WRITTEN REQUEST A – Show every line of the entries below that contains the string "frame", treating case as significant.

EXTRACT –
# Portsdown Main, Portsmouth - Jan 09



## randomnut (Jan 18, 2009)

Met up with a few guys from here and other forums (sorry guys I missed your forum names, i'm sure you'll let us know though  ), and it was a really worthwhile explore. 

After a mile or so of trekking, we found ourselves right ontop of the site.

Portsdown Main is an impressive art deco style building which dominates the north Portsmouth skyline sitting atop Portsdown Hill. The building was designed back in the 30s but was never actually built until the 50s, eventually housing Admiralty Signals Establishment (ASE) Admiralty Surface Weapons Establishment (ASWE) Defence Evaluation and Research Agency (DERA) and finally Defence Research Agency (DRA).

The Portsdown Main site was eventually wound down, and by 1st Jan 1997 was considered closed.































In it's heyday the staircase was always kept polished bright. It would have been quite a sight for any visitior. There were similar sweeping styles on the entrance to each floor





Notice the wood panneling - the only wood decked lav we found. Wonder whose it was....









Down in the basement

















Lecture theater:




Projection room:





Moving onwards to the staff canteen building, even these had grandiose staircases:

















The staff bar:




Marry Christmas, but looking at the decor, christmas 1975? 









Full set on Flickr

Many thanks to all involved, was a great explore. This has been on my list since the beginning of time so it feels great to have finally seen it.


----------



## CrysAk (Jan 18, 2009)

nice ^^

hope these wernt active lol  noticed them too


----------



## randomnut (Jan 18, 2009)

Yeah those were just speakers, most likely part of the PA system, or the emergency audio evacuation system they had.


----------



## CrysAk (Jan 18, 2009)

randomnut said:


> Yeah those were just speakers, most likely part of the PA system, or the emergency audio evacuation system they had.



thats what i thought that could of been, but figured it would of made more sense that they were motion detectors,


----------



## Earth Worm Jim (Jan 18, 2009)

Groovy. What a lovely functional art deco building.


----------



## littledasypus (Apr 13, 2009)

*Drove past this...*

Drove through Portsmouth the other day, saw this building on the hill and instantly recognised it from the pics here. Will put this one on my list. Good pics.


----------



## randomnut (Apr 13, 2009)

Cheers littledasypus. It's weird, it's one of those buildings most people always assume is live, weird to think just how long it's been abandoned


----------



## jonney (Apr 13, 2009)

Nice to see the building is in such good condition for the length of time it's been dissused. I'm surprised it hasn't been turned into appartments yet.


----------



## Badoosh (Apr 14, 2009)

Agree with others comments on how good nick the buildings in. Looks a pretty vast place to look around that's for sure. Also good to see it hasn't been demolished after being stood empty so long.


----------

Stored data entries
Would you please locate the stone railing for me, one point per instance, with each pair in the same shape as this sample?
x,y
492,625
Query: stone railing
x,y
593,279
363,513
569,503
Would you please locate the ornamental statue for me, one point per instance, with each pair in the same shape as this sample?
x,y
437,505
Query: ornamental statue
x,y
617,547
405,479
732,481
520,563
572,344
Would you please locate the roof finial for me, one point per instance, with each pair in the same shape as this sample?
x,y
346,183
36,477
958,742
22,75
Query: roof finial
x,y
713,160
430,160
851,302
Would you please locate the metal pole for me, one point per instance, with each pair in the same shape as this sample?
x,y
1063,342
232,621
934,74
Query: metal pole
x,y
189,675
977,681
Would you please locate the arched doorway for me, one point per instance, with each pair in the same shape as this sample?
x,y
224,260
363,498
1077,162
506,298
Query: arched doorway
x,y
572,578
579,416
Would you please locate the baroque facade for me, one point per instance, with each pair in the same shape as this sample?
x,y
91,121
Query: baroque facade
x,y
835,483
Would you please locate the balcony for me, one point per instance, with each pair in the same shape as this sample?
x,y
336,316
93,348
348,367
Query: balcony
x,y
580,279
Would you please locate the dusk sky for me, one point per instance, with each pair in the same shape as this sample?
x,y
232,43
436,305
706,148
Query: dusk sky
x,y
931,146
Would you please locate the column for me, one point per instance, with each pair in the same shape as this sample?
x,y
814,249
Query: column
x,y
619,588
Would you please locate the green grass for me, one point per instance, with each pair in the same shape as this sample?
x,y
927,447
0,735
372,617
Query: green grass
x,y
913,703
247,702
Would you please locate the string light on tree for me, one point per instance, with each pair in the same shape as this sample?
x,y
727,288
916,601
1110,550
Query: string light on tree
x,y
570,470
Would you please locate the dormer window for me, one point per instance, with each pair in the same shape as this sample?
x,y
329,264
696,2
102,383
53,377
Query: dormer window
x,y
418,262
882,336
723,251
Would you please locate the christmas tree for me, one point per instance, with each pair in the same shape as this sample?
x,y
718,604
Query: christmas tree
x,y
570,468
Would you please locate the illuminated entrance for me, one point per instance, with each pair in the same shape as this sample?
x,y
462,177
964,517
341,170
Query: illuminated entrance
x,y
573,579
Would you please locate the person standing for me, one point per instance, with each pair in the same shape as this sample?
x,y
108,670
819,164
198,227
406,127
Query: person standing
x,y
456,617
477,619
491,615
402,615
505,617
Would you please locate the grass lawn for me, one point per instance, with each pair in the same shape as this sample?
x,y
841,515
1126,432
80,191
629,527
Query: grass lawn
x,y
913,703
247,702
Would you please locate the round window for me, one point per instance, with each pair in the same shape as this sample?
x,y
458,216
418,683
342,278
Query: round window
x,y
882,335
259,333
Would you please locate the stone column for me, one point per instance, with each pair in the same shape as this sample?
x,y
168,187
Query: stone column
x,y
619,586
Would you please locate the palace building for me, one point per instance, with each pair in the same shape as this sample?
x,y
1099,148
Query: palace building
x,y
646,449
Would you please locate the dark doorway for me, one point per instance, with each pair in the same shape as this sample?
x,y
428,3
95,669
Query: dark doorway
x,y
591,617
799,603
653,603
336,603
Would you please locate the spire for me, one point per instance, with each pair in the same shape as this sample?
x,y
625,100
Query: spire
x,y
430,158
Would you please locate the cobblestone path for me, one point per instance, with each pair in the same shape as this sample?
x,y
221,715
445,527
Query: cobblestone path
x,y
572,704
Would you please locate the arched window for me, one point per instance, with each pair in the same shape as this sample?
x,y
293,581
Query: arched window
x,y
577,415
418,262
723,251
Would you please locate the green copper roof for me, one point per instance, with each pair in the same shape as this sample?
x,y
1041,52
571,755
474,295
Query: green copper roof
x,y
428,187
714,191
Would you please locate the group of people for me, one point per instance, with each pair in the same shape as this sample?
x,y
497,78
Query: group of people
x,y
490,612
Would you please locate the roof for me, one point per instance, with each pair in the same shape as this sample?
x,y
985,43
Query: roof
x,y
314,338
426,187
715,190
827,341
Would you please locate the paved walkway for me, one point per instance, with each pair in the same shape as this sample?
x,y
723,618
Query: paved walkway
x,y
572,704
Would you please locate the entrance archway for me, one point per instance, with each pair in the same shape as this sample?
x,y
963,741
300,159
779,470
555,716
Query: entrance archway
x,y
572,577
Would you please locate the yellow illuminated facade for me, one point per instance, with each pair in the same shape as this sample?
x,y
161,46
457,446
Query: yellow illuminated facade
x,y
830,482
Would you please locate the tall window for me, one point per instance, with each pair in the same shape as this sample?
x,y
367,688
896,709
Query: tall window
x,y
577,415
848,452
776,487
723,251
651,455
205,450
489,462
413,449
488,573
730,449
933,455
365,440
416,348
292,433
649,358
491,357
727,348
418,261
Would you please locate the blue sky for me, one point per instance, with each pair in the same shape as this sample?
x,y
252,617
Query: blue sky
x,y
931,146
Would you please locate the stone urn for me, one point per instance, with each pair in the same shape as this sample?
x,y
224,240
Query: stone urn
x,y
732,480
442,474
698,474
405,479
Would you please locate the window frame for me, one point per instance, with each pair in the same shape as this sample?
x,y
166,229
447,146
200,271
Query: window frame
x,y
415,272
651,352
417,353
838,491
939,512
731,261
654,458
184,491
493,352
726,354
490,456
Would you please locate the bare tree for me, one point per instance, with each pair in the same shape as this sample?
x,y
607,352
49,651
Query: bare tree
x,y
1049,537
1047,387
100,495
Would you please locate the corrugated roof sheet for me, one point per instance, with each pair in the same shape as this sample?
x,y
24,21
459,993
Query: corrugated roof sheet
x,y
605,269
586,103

WRITTEN REQUEST B – Rename "pics" as "photos" in the part of the forum thread above starting with "Drove through Portsmouth" and going on through "list. Good pics.", and give that part again.

COMPLETE RESPONSE A –
Would you please locate the window frame for me, one point per instance, with each pair in the same shape as this sample?
Query: window frame

COMPLETE RESPONSE B –
Drove through Portsmouth the other day, saw this building on the hill and instantly recognised it from the photos here. Will put this one on my list. Good photos.